# GIVEN PROBLEM
Rewrite the material below, swapping "Box coordinates" for "Bounding box" wherever it appears and leaving everything else unchanged.

Detection examples
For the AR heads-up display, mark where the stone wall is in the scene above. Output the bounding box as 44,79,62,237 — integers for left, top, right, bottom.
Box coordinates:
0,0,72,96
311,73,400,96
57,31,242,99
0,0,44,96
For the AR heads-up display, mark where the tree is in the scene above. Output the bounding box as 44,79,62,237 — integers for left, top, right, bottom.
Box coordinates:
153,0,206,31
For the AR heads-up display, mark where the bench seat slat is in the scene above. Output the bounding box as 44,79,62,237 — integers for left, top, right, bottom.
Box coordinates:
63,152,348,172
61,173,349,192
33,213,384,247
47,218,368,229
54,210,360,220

# ANSWER TO THIS TASK
For the AR heads-up display, mark where the stone wall is in the scene above. Output the bounding box as 44,79,62,237 — integers for left, top, right, bottom.
Bounding box:
0,0,72,96
311,73,400,96
57,31,242,99
0,0,44,96
For the AR heads-up display, mark where the tree is in the scene above. Output the bounding box as 44,79,62,237 — integers for left, top, right, bottom.
Bounding box:
153,0,206,31
For the AR heads-up display, mark where the bench seat slat is in the scene above. Output the bounding box as 44,79,62,237 — integers for left, top, right, bottom.
Bounding box:
63,152,348,172
61,173,349,192
33,213,384,247
47,218,368,229
54,210,360,220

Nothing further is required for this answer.